* **REQUIREMENTS**
The records that follow should be retyped word for word.

* **ENTRIES**
=-=-=-=-=
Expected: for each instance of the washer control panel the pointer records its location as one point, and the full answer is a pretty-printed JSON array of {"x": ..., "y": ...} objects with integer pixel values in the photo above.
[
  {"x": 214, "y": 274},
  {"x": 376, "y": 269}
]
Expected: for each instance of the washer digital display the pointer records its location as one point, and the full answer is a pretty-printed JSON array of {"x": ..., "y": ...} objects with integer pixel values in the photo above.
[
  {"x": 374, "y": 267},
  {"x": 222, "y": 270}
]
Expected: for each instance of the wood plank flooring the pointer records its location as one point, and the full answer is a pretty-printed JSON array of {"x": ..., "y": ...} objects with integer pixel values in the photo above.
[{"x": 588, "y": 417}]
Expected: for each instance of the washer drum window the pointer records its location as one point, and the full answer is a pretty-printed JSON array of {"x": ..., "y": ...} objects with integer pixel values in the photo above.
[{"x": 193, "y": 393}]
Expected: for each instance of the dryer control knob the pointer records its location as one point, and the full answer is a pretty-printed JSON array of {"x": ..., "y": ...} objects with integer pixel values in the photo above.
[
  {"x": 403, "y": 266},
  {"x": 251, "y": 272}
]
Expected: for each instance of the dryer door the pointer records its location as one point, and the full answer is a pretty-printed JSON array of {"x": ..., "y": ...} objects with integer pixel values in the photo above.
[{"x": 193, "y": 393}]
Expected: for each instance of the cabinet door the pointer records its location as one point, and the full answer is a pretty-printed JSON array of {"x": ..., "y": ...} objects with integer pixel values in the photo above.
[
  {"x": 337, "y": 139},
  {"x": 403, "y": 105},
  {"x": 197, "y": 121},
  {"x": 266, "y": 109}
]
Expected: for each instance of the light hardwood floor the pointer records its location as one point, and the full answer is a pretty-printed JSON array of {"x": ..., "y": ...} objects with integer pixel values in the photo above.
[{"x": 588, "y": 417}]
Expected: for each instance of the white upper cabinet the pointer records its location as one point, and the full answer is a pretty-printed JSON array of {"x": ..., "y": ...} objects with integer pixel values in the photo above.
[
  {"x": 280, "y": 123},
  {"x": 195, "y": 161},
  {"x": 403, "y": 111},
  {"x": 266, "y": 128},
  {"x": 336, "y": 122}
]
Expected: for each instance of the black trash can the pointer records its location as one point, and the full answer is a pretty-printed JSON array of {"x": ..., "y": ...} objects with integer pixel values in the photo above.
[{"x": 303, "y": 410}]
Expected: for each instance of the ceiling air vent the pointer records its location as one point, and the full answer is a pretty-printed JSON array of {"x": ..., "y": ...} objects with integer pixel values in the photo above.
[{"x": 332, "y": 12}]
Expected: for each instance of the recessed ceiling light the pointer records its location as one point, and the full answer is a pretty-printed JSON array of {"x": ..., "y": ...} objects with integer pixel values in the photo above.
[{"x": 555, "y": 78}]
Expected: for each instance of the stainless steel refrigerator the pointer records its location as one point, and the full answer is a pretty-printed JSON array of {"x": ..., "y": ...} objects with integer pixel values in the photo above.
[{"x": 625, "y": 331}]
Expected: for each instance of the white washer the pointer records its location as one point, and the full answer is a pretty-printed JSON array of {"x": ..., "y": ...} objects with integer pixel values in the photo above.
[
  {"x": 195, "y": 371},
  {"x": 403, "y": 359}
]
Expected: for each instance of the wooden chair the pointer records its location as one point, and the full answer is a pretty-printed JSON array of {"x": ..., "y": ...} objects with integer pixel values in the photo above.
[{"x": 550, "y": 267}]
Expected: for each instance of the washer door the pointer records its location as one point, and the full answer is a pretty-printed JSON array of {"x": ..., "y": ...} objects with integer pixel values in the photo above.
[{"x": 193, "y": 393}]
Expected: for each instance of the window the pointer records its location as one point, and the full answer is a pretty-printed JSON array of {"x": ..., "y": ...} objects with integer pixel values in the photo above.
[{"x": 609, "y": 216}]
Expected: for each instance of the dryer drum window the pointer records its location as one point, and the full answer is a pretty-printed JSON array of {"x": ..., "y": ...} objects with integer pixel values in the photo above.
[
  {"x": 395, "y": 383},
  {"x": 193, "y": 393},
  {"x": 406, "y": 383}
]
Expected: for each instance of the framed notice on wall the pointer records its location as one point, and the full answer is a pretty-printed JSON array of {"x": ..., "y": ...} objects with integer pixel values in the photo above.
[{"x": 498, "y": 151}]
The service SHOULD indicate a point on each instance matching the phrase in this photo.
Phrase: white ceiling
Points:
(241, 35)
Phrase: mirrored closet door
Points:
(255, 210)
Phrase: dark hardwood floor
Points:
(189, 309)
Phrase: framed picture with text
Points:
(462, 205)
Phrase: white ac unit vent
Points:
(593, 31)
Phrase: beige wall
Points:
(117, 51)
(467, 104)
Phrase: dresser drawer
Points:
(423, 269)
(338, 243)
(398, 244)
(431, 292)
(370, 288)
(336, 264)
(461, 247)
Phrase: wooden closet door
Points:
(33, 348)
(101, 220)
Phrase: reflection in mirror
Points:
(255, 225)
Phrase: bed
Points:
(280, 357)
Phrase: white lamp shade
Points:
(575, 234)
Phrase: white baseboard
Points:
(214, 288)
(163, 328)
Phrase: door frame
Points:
=-=-=-=-=
* **EXERCISE RESPONSE**
Expected: for each instance of the washer control panel the pointer records its location as one point, and the full answer is a pretty-printed JSON array of {"x": ..., "y": ...} objects with integer pixel values in the photo above.
[
  {"x": 214, "y": 274},
  {"x": 376, "y": 269}
]
Expected: for each instance of the washer digital display the pointer records its location as one point, and the full answer is a pretty-printed JSON array of {"x": ..., "y": ...} objects with integer pixel values in the photo above.
[
  {"x": 374, "y": 267},
  {"x": 222, "y": 270}
]
Expected: for each instance of the wood plank flooring the pointer records its location as one point, and the full answer is a pretty-printed JSON array of {"x": ..., "y": ...} objects with integer pixel values in the photo above.
[{"x": 588, "y": 417}]
Expected: for each instance of the washer drum window the pointer records its location as one point, and the full answer is a pretty-printed JSON array of {"x": ..., "y": ...} objects with integer pixel values in the photo above.
[{"x": 193, "y": 393}]
Expected: for each instance of the dryer control knob the pointer records its location as one point, and the full answer is a pretty-printed JSON array of {"x": ..., "y": ...} objects with integer pixel values in the photo above.
[
  {"x": 403, "y": 266},
  {"x": 251, "y": 272}
]
Expected: for each instance of the dryer door the pointer records its location as one point, and the full answer is a pretty-printed JSON array of {"x": ..., "y": ...} objects with integer pixel values in the photo above.
[{"x": 193, "y": 393}]
Expected: for each instance of the cabinet door the pointer records its location as one point, and the full answer is a pretty-printed JSON array of {"x": ..., "y": ...} objects with integer pixel values in the photo above.
[
  {"x": 337, "y": 139},
  {"x": 403, "y": 105},
  {"x": 197, "y": 121},
  {"x": 266, "y": 109}
]
Expected: for each instance of the light hardwood floor the pointer records its location as one point, and the full answer is a pretty-printed JSON array of {"x": ..., "y": ...} objects with integer pixel values in the photo above.
[{"x": 588, "y": 417}]
Expected: for each instance of the white upper cabinet the pointer records its location as one point, and the full answer is a pretty-printed JSON array of {"x": ..., "y": ...} objects with integer pixel values in the photo above.
[
  {"x": 280, "y": 123},
  {"x": 195, "y": 161},
  {"x": 403, "y": 111},
  {"x": 266, "y": 128},
  {"x": 336, "y": 122}
]
Expected: for each instance of the black trash can the pointer records its location as one point, and the full answer is a pretty-printed JSON array of {"x": ..., "y": ...} objects with integer pixel values in the photo above.
[{"x": 303, "y": 410}]
Expected: for each instance of the ceiling air vent the pointer records its location as one point, and the full answer is a pretty-printed JSON array of {"x": ..., "y": ...} objects with integer pixel values in the photo above.
[{"x": 332, "y": 12}]
Expected: for each instance of the recessed ceiling light the pointer records its location as one point, and the full answer is a pretty-printed JSON array of {"x": ..., "y": ...} objects with integer pixel values in the photo above.
[{"x": 555, "y": 78}]
Expected: for each instance of the stainless steel refrigerator the pointer records its location as one point, and the full answer is a pretty-printed JSON array of {"x": ..., "y": ...} objects with integer pixel values in the photo above.
[{"x": 625, "y": 331}]
Expected: for each instance of the white washer the pointer records its location as one point, and the full answer is a pretty-printed JSON array of {"x": ..., "y": ...} objects with integer pixel values in the photo above.
[
  {"x": 195, "y": 371},
  {"x": 403, "y": 359}
]
Expected: for each instance of the wooden chair the pointer records its location as one point, and the full answer is a pretty-printed JSON array of {"x": ..., "y": ...} objects with integer pixel values in the photo above.
[{"x": 550, "y": 267}]
Expected: for each instance of the washer door the pointer records its location as one point, and the full answer is a pretty-printed JSON array of {"x": ..., "y": ...} objects with integer pixel values in the photo above.
[{"x": 193, "y": 393}]
Expected: for each instance of the window the pointer records its location as one point, and the full answer is a pretty-printed JSON array of {"x": ..., "y": ...} objects with integer pixel values in the photo above.
[{"x": 609, "y": 216}]
Expected: for each instance of the dryer drum window the pointer records its location as one point, and the full answer is a pretty-printed JSON array of {"x": ..., "y": ...} objects with integer pixel values in the photo above.
[
  {"x": 395, "y": 383},
  {"x": 193, "y": 393},
  {"x": 406, "y": 383}
]
Expected: for each instance of the framed notice on wall the pointer records its location as one point, and the full answer is a pretty-printed JSON array of {"x": ..., "y": ...} objects with integer pixel values in the photo above.
[{"x": 498, "y": 151}]
The service SHOULD indicate a point on each instance matching the phrase in this photo.
Phrase: white ceiling
Points:
(241, 35)
Phrase: mirrored closet door
Points:
(255, 210)
Phrase: dark hardwood floor
Points:
(189, 309)
Phrase: framed picture with text
Points:
(462, 205)
Phrase: white ac unit vent
Points:
(593, 31)
Phrase: beige wall
Points:
(117, 51)
(467, 104)
Phrase: dresser drawer
Points:
(423, 269)
(338, 243)
(398, 244)
(431, 292)
(370, 288)
(336, 264)
(461, 247)
Phrase: wooden closet door
Points:
(33, 348)
(101, 220)
Phrase: reflection in mirror
Points:
(255, 225)
Phrase: bed
Points:
(280, 357)
Phrase: white lamp shade
Points:
(575, 234)
Phrase: white baseboard
Points:
(214, 288)
(163, 328)
Phrase: door frame
Points:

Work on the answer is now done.